Your objective =
Reproduce the lines of the records below, requests included, from the one containing "horizon and give its position." through the end of the records, inclusive. Scale every bounding-box coordinate in the answers by 2.1 and round to whole numbers with halves going up, leaving the requests and their format samples as they are.

(Dataset excerpt)
## Start

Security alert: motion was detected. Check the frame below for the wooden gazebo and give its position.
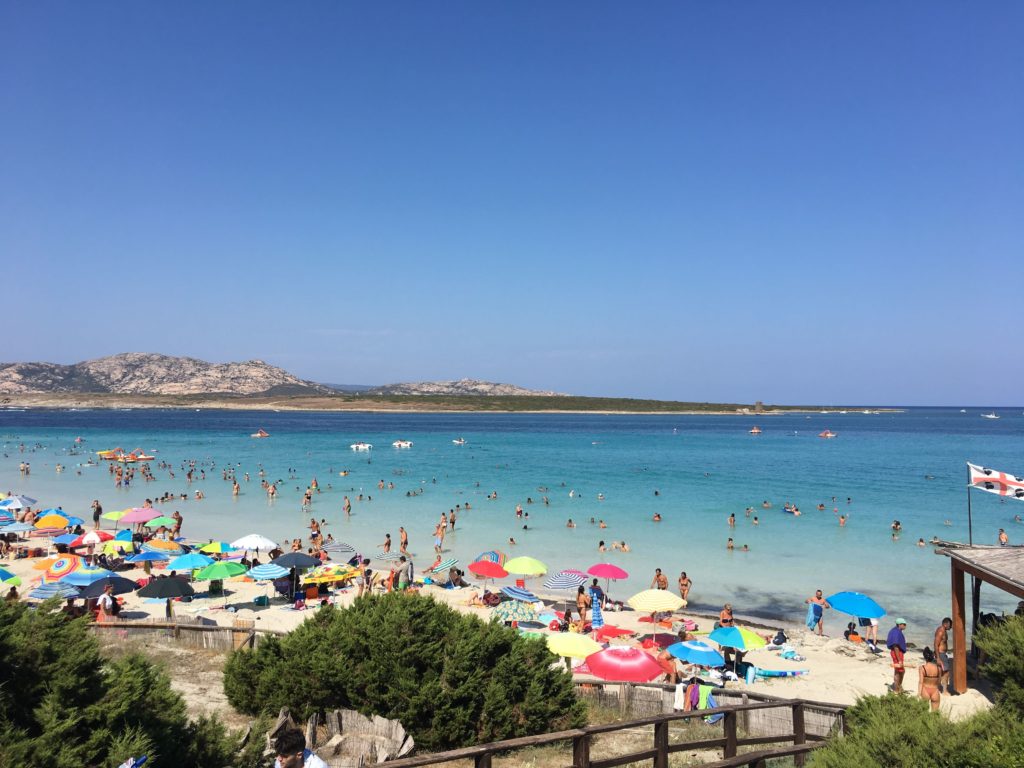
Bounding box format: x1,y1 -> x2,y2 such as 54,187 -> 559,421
937,547 -> 1024,691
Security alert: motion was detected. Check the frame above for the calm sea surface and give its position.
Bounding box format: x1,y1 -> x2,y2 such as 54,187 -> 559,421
0,408 -> 1024,632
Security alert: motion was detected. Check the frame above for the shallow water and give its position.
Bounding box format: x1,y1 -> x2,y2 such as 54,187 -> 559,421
0,409 -> 1024,635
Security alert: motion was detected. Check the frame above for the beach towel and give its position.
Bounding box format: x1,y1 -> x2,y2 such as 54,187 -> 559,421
590,590 -> 604,630
805,603 -> 821,630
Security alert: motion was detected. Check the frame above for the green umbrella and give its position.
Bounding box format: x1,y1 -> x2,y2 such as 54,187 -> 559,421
490,600 -> 537,622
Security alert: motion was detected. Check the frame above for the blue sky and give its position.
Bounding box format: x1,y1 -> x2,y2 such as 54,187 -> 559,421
0,2 -> 1024,404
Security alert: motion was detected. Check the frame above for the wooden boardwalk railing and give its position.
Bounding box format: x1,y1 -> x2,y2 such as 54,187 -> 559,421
387,700 -> 824,768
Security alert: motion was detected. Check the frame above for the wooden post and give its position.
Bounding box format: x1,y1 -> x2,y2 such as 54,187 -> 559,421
793,701 -> 807,766
572,733 -> 590,768
722,710 -> 736,758
949,557 -> 967,693
654,720 -> 669,768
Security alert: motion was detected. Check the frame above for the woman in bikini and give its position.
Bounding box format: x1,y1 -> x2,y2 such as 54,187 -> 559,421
918,648 -> 942,712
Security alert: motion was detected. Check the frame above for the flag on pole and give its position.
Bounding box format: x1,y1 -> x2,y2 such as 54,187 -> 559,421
967,462 -> 1024,500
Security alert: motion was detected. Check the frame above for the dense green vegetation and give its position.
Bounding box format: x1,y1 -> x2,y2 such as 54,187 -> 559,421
810,616 -> 1024,768
0,602 -> 251,768
224,593 -> 585,750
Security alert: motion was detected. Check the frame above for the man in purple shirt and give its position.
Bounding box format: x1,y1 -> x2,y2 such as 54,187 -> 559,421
886,618 -> 906,693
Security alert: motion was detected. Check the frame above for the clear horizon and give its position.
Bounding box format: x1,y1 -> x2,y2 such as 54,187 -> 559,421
0,1 -> 1024,408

## End

Full response =
Security alert: motion was detected. Check the frame above for the clear horizon and give its position.
Bounding box format: x1,y1 -> x2,y2 such as 54,187 -> 559,421
0,2 -> 2150,857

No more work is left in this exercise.